## Seçilen metin
Jump to content

Şair kimdir şiir neye yarar ?


ozgurmuhtar

Recommended Posts

Şair Kimdir, Şiir Neye Yarar

Geçen akşam Bebek'te bir balık lokantasına gittik. Hafta içi bir gün olmasına rağmen kalabalıktı. Lakerda, karides, otlar, ızgara kalkan, hepsi pek lezzetliydi.

Orada okul arkadaşıma rastladım; yıllar var ki görüşmemiştik. Liseden sonra yollarımızın ayrıldığını biliyordum. O, ünlü, varlıklı bir işadamı oldu. Politikaya atılmadı ama, her dönemde politikacılarla yakınlık kurdu. İncelik gösterip bizim masaya geldi. Edebiyatta kırkıncı yılımı kutladı. Davetimiz üzerine yanımıza oturdu. Günün konularından konuştuk; Cumhurbaşkanı kim olacak, kim olmalı? Irak meselesi, Genelkurmay Başkanı'nın sözleri, Türkiye'nin dış ilişkileri, Batı'daki imajımız, vb. Edebiyat ve benim- kırk yıl aradan çekilmişti. Dayanamayıp sordum: Sen şu kırk yılı nerden öğrendin? Güldü, o kadar da cahil olmadığını söyledi. Estağfurullah falan. Sonunda o da dayanamadı; "Bu yaşa geldim, şiir ne işe yarar, Allah aşkına anlat" dedi. O gece sadece kemküm ettim.

***

Oktay Akbal, Şair Dostlarım adlı çok sevdiğim kitabında Ziya Osman Saba'ya uzun bir bölüm ayırmıştır. Orada şaire derin bir sevgiyle yaklaşır. Şairin portresinde, bugün çok ihtiyaç duyduğumuz kişiyi, gerçek gönül adamını yakalarız. Oktay Akbal'ın Ziya Osman Saba'ya ilişkin anıları arasında bir de gazetecilik görevi vardır. O zamanki Vatan gazetesinin sanat sayfası için, Oktay Akbal, şairlere en çok sevdikleri şiirleri sormaktadır. Ziya Osman Saba bir dosyanın içinden "Misakımillî Sokağı No. 37" adlı şiirini çıkarır ve arkadaşına okur. Şöyle başlar şiir: "Ah, şimdi hatıralar mahallesinde / Misakımilli Sokağı No. 37 / Orası bütün evler, bütün ömür içinde / Mesut olduğumuz evdi."

Bu içli şiir, şairin Nefes Almak eserindedir, ölümünden sonra yayımlanan kitabı. Necatigil de üzerinde özellikle durmuştur şiirin, Saba'nın bir öyküsüyle kaynaştırarak: "'O Mahalle', şairin nişanlısıyla birlikte ayrı ev arayışlarını, sonra o sokaktaki o evin kiralık iki odasına taşınmalarını, mutluluklarının ilk yuvası olan, ilk çocuklarıyla daha da şenlenen o evde yaşadıkları sıcak hayatı, çok sonra başka yere taşınmaya mecbur kaldıkları vakit içlerine dolan hüznü anlatıyor. Öyküye konu olan ev, Kadıköy'de şairin 'Misakımillî Sokağı No. 37' başlıklı şiirinde anlatılan evdir."

(Kayıtlı öğeler)
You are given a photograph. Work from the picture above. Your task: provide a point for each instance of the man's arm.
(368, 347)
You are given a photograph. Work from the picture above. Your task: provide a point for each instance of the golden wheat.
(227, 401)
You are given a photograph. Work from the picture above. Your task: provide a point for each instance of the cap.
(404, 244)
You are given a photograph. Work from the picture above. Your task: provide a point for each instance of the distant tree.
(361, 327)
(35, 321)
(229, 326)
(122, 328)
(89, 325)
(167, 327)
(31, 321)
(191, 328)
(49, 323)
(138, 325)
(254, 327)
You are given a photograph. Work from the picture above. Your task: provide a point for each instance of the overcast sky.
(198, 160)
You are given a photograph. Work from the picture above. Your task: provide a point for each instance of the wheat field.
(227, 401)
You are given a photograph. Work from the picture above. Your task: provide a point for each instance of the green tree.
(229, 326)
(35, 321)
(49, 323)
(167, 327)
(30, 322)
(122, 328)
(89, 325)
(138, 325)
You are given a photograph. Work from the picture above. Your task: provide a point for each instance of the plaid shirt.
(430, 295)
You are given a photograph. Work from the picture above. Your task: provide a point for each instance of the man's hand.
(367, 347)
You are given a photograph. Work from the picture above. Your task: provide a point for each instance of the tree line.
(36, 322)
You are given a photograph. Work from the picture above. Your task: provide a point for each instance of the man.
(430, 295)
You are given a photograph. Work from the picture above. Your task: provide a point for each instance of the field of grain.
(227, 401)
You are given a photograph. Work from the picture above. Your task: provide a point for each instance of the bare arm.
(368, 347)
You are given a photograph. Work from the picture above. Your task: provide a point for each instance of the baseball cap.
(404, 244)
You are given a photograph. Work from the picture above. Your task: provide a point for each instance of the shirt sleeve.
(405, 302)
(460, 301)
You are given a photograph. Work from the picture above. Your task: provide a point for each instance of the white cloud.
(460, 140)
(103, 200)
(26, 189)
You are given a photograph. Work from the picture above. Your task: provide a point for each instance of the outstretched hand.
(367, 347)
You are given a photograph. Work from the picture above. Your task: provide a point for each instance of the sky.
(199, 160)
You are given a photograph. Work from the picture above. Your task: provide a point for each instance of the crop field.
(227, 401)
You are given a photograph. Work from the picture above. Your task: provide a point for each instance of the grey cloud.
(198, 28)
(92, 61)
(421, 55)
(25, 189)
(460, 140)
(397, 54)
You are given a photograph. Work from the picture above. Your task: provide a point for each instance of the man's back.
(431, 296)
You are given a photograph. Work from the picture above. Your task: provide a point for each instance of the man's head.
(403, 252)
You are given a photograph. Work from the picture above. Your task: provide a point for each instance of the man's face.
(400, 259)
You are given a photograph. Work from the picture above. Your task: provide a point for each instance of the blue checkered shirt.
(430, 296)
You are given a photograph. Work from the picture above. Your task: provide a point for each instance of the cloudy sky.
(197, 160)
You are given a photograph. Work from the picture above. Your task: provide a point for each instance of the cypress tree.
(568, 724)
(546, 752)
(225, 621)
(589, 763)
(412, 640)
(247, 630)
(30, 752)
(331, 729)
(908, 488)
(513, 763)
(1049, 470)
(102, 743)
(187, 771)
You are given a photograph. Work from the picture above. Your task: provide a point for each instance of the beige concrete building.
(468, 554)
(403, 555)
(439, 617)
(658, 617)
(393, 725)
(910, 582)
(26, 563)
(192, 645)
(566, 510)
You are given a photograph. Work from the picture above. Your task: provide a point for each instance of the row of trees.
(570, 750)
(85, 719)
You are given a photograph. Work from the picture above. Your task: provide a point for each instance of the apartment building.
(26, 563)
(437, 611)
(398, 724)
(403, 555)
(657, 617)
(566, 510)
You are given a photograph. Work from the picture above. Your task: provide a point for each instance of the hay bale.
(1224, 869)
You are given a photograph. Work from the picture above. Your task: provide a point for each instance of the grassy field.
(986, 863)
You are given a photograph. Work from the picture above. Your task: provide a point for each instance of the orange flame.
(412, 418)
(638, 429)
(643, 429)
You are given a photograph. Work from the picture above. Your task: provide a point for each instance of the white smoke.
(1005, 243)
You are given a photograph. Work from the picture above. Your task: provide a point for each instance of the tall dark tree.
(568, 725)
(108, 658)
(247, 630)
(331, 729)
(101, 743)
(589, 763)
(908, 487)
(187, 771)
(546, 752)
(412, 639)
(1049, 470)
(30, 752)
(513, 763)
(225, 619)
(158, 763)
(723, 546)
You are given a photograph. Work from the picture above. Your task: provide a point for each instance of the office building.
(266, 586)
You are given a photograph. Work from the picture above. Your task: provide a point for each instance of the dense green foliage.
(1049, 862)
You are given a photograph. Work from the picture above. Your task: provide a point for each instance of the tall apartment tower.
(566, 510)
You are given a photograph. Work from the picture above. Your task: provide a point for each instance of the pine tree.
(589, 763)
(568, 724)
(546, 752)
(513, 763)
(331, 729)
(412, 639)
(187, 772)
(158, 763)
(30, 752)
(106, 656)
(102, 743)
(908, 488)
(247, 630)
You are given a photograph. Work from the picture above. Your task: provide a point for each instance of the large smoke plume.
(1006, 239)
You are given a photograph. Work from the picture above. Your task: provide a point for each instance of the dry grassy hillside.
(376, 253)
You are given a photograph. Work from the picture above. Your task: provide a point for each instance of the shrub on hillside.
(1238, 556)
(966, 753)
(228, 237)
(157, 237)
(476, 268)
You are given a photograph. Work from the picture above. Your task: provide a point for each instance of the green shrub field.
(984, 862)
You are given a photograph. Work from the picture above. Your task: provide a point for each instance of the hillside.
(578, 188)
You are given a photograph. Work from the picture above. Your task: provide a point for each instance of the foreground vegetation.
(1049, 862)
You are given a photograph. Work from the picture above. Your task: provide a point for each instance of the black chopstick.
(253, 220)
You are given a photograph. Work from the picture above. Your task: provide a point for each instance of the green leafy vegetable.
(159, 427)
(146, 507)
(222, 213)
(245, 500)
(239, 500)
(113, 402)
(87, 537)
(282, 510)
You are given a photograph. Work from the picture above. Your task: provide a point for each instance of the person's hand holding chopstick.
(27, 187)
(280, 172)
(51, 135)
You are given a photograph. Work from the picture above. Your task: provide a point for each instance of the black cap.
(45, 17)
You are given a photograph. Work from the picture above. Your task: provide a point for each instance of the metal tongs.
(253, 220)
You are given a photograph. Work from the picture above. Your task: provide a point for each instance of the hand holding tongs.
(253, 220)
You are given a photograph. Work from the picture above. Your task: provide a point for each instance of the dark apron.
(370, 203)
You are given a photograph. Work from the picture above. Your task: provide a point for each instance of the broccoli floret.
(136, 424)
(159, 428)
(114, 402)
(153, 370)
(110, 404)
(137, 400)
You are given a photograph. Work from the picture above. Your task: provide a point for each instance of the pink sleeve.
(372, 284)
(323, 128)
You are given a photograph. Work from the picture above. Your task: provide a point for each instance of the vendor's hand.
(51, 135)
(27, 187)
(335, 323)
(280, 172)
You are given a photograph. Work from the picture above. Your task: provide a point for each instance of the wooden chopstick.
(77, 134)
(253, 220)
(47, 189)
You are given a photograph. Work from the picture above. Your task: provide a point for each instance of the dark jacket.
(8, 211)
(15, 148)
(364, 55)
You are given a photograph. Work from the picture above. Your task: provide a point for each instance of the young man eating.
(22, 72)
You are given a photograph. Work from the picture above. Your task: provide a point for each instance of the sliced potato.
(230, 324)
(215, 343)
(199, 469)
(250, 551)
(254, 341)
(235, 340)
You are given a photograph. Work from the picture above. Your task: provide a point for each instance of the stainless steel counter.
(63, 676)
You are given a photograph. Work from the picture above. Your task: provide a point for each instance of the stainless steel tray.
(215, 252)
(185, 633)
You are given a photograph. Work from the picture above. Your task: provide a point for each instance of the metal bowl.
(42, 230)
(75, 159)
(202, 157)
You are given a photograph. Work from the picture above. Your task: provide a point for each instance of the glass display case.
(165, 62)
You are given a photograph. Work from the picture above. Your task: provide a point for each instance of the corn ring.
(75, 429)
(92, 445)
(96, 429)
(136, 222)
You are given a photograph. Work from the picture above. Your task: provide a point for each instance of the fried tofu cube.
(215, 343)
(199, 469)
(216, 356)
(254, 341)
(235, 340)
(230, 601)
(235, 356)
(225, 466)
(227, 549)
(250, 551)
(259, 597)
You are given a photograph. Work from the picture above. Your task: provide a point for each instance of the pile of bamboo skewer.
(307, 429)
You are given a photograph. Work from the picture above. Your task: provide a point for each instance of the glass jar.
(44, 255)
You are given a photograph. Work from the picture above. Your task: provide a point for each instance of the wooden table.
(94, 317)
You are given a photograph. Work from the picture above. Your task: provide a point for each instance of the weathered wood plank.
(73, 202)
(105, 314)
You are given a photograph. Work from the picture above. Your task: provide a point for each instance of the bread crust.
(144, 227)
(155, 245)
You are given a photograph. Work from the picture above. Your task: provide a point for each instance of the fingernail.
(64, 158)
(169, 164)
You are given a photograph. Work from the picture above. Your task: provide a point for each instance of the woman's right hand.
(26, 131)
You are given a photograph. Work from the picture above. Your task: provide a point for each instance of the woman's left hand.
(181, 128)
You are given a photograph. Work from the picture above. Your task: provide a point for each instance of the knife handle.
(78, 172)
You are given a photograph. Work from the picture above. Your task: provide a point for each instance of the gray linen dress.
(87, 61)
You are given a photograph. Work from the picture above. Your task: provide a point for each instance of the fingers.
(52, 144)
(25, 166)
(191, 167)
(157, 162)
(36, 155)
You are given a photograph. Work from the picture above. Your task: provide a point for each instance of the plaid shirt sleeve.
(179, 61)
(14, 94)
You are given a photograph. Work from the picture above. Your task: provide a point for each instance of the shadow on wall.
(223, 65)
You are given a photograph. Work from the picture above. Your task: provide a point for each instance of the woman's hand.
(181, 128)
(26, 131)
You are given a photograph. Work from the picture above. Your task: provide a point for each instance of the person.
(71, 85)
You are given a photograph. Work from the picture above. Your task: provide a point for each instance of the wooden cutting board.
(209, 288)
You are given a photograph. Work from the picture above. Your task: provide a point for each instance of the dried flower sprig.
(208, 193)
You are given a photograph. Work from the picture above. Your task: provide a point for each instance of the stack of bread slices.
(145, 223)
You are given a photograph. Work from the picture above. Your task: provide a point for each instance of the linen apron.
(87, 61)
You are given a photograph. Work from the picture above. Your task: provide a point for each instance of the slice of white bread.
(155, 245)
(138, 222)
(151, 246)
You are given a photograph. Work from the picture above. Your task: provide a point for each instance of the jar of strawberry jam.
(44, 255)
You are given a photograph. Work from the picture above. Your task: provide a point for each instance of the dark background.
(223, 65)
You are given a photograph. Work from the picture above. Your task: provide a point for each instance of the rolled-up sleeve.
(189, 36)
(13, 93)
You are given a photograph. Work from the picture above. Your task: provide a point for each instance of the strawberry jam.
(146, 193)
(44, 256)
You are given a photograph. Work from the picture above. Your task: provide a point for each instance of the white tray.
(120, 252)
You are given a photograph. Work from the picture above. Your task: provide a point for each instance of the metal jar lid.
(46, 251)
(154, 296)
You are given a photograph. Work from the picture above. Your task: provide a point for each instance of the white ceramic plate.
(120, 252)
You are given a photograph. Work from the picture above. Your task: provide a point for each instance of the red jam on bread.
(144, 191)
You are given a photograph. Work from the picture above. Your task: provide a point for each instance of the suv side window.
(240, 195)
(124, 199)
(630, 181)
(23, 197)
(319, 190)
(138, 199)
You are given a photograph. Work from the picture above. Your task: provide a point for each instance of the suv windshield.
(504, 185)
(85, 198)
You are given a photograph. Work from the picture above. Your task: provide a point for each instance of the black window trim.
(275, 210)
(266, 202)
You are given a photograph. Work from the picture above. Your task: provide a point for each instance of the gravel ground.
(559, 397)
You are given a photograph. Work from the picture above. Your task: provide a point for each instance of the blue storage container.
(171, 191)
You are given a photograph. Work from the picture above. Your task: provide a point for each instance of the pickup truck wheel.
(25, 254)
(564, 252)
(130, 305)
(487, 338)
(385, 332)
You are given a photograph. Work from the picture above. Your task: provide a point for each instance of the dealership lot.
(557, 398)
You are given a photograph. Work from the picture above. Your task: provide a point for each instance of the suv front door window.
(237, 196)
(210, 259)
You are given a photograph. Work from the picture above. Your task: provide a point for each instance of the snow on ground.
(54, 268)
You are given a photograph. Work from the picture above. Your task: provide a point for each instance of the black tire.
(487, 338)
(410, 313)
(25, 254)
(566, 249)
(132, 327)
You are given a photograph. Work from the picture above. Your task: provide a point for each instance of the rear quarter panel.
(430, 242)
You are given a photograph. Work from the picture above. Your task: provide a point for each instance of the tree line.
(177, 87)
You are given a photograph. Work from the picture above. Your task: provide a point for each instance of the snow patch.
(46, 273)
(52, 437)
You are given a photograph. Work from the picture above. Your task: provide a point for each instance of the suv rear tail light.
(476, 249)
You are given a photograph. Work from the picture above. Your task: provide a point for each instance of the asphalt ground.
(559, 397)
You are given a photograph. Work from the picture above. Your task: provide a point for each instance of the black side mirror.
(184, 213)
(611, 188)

## Yapılacak iş
Seçilen metne göre "O Mahalle" öyküsüne konu olan ev hangi semttedir?

## Çözüm
Kadıköy'de.